Rewrite everything from the start of the lines down to the line that contains "919, 125, 929, 262", replacing "bounding box" with "box region" and leaving everything else unchanged.

═════ Exercise material

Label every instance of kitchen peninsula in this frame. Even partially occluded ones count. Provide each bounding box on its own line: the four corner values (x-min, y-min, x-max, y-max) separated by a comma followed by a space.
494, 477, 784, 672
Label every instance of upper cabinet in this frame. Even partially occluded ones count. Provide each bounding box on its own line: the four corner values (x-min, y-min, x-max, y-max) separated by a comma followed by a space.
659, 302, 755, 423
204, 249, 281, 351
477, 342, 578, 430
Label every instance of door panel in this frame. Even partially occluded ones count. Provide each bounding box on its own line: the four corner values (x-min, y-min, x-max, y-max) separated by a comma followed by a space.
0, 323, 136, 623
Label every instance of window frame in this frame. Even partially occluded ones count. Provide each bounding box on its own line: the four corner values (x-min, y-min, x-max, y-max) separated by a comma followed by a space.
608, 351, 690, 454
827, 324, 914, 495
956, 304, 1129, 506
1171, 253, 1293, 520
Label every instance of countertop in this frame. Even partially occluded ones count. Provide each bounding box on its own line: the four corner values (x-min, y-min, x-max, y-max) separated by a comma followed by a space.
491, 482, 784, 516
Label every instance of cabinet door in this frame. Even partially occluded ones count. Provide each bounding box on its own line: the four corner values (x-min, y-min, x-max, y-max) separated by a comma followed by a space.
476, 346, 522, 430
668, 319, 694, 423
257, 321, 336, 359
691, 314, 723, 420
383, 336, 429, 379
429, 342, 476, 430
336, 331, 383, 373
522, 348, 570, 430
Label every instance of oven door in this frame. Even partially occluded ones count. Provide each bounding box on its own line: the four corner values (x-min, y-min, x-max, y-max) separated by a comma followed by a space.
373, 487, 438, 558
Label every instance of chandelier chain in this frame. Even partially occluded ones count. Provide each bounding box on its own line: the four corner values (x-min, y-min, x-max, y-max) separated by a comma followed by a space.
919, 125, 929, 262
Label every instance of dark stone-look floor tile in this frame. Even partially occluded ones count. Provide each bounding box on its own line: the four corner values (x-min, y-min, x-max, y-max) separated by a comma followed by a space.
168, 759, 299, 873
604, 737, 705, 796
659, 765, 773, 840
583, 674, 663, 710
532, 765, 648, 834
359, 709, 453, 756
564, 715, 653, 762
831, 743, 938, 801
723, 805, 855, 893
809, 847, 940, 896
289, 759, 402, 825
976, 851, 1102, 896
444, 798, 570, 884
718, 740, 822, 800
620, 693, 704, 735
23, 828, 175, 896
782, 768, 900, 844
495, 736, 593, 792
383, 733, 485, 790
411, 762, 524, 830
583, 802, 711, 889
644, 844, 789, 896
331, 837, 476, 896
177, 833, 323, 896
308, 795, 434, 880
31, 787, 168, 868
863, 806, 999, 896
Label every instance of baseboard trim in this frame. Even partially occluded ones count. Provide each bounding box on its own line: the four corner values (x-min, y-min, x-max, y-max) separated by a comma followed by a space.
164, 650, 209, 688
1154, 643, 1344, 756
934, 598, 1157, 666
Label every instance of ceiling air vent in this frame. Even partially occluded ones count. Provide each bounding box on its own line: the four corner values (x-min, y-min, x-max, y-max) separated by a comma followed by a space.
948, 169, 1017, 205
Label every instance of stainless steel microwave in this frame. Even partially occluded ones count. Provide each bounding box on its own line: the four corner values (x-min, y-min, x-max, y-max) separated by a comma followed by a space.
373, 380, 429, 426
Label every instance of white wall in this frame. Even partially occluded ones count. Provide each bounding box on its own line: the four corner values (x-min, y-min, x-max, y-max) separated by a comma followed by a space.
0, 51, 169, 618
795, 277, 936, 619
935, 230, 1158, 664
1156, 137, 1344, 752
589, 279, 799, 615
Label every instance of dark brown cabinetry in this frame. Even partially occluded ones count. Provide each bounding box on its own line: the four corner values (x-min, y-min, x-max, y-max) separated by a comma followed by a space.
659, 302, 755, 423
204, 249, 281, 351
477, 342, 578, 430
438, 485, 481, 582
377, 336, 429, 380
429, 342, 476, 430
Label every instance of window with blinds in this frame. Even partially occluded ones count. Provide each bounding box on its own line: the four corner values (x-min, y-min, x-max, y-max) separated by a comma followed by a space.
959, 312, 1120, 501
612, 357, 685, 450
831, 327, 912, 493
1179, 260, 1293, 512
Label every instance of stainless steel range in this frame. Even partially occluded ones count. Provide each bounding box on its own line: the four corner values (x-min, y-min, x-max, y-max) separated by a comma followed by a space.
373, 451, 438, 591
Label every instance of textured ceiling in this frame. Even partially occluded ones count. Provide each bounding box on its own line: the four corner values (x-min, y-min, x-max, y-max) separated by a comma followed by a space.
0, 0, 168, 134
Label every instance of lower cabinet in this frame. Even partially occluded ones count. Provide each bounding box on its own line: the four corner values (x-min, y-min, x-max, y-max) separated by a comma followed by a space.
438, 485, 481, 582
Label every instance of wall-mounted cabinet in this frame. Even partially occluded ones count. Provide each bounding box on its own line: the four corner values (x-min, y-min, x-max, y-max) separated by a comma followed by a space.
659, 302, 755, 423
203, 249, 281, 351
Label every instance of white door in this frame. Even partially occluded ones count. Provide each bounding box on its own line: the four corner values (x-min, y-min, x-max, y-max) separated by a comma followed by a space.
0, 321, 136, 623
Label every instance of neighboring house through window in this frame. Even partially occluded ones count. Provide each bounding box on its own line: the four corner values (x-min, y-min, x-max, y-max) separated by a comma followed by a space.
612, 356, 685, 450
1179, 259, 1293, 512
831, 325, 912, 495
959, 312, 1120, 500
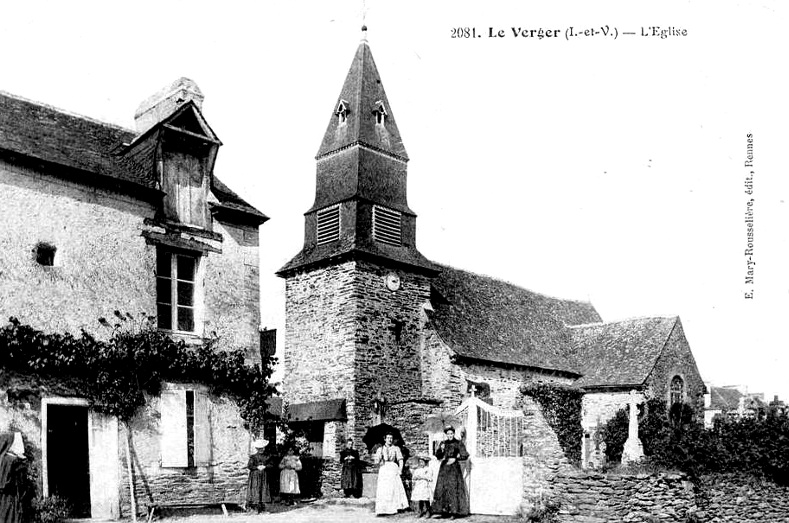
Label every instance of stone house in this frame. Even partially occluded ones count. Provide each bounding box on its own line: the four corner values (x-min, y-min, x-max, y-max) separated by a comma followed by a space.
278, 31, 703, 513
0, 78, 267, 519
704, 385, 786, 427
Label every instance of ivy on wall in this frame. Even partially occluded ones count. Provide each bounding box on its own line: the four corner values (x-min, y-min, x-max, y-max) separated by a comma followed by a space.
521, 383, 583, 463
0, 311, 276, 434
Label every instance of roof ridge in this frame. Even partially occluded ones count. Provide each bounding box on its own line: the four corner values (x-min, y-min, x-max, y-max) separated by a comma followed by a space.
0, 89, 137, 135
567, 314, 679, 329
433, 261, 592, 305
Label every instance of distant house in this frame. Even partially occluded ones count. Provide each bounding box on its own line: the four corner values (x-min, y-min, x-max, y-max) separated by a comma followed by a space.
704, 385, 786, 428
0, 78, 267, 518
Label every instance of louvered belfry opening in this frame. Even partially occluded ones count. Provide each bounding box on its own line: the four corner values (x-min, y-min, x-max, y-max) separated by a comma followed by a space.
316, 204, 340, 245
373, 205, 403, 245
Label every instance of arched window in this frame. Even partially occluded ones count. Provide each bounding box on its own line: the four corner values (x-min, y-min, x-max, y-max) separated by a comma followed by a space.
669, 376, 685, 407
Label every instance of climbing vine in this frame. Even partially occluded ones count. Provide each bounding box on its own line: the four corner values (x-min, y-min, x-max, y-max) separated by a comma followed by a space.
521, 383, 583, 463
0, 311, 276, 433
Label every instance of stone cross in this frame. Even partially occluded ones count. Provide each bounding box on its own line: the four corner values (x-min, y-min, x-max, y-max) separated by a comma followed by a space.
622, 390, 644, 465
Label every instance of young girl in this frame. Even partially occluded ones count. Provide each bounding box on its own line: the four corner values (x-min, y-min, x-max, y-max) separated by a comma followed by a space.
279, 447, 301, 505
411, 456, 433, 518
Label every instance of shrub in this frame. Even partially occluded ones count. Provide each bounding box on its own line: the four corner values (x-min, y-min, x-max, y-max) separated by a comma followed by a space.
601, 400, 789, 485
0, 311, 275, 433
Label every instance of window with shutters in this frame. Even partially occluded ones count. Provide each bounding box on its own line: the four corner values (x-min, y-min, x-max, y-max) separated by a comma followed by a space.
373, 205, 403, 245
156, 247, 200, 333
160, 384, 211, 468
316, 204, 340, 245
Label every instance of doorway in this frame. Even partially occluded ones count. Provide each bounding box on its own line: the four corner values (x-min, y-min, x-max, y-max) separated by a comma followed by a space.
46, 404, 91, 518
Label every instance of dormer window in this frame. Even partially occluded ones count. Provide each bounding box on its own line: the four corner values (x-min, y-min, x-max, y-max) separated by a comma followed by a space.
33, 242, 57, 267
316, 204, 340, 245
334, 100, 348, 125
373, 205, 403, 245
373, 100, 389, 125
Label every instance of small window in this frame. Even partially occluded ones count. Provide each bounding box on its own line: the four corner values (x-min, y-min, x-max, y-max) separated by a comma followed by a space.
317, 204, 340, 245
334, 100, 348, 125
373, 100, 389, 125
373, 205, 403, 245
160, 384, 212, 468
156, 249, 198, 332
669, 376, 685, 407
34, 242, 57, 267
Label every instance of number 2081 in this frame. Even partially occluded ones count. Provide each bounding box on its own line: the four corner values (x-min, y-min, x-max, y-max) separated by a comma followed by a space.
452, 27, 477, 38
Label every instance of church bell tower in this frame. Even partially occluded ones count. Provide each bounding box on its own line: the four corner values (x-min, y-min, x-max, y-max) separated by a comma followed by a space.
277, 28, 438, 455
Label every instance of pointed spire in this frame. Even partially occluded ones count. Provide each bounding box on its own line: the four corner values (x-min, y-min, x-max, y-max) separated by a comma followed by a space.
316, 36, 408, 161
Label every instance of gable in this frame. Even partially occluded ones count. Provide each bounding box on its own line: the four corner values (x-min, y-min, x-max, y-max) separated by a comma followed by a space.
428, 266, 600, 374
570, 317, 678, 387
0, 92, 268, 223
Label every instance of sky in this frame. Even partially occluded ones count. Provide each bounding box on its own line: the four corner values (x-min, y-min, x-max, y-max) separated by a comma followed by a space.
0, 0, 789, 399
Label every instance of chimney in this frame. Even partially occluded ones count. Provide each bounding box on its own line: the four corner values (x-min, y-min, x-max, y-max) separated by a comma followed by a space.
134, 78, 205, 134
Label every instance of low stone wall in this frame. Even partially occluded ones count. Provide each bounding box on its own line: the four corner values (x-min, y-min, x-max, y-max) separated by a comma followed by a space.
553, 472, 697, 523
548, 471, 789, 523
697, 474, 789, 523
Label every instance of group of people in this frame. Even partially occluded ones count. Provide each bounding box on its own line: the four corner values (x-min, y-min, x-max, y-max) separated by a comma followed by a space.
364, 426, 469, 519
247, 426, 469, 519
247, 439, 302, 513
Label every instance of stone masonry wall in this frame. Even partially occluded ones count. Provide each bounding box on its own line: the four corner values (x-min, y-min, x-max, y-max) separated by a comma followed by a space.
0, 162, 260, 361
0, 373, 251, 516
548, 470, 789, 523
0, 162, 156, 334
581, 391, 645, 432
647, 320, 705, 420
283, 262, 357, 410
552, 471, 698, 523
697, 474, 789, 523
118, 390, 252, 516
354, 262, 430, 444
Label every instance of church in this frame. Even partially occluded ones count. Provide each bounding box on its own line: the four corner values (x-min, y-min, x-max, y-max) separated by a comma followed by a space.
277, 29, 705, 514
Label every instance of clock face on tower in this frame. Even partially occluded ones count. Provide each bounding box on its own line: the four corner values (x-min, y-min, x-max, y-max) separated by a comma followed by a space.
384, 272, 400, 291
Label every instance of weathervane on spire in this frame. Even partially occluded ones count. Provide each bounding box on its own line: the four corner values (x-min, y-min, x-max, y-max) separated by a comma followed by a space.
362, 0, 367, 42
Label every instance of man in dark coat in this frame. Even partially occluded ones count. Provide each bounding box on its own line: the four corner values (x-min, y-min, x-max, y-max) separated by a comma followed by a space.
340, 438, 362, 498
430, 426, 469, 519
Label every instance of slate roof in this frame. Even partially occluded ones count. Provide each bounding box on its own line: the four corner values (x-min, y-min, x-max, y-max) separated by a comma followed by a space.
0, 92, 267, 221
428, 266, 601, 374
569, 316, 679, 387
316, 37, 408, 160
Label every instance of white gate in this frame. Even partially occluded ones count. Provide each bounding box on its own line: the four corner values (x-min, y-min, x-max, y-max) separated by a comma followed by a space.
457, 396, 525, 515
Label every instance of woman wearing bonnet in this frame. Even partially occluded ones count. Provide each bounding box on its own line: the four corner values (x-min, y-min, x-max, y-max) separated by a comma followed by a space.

══════════

## The reply
Label every instance of kitchen peninsula in this frame. Even partially occluded ones count. Provide each box region on its own line: the four corner values (x-min, y-min, x-max, y-max) separated by a comma followed by a space.
494, 477, 784, 672
Label every instance of upper cabinet in this frame. Even partially occluded ones count. Provide each box region on its own line: the four corner values (x-min, y-min, x-max, y-max) separated by a comma followed by a space.
659, 302, 755, 423
204, 249, 281, 351
477, 342, 578, 430
Label every instance of door panel in this frame. Even partially occluded ones count. Provide each box region on its own line: the four corner values (x-min, y-min, x-max, y-max) separated by a comma followed by a space.
0, 323, 136, 623
Label every instance of window frame in this frame. Even partially occluded ones count. Provide each box region on its own line: the four corner values (x-min, y-min, x-max, y-max) separated by a comma followed by a space.
608, 351, 690, 454
827, 324, 914, 495
956, 304, 1129, 506
1171, 253, 1293, 520
Label every instance of countertop in this frame. Even partially occluded ones count. Provide each box region on its own line: the four corner values (x-min, y-min, x-max, y-max) separated by a comma followed by a space.
491, 482, 784, 516
Label every instance of cabinet door in this frame. Even partially occluded ones count. Provide each box region on its own line: the four corner values (x-min, y-min, x-max, y-max) separated by a comma followed by a space.
476, 346, 522, 430
668, 319, 694, 423
257, 321, 336, 359
691, 314, 723, 420
383, 336, 429, 379
429, 342, 476, 430
336, 331, 383, 373
522, 348, 570, 430
Label every instance of oven door in this frame. Even partially occluded ones count. Provide each box region on its own line: the four corner values (x-min, y-min, x-max, y-max) separated by a comma followed by a space.
373, 487, 438, 558
Label every instance of chandelier chain in this frame. Even partially occluded ones count. Provide each box region on its own line: the four corner values (x-min, y-min, x-max, y-max) separated by a comma followed by a space.
919, 125, 929, 262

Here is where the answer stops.